--- DATA FOR THE TASK Enclosed Below ---

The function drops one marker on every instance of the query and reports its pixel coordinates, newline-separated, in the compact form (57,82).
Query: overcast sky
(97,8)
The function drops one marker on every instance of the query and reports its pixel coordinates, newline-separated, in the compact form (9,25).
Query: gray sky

--- End of Enclosed DATA FOR THE TASK ---

What is needed is a word-for-word restatement of all the data.

The function drops one marker on every instance of the query and reports its pixel coordinates, newline-separated, in the compact form (57,82).
Query: overcast sky
(97,8)
The function drops one marker on every instance of the query and reports its pixel coordinates, newline-separated, in the compact form (9,25).
Query: gray sky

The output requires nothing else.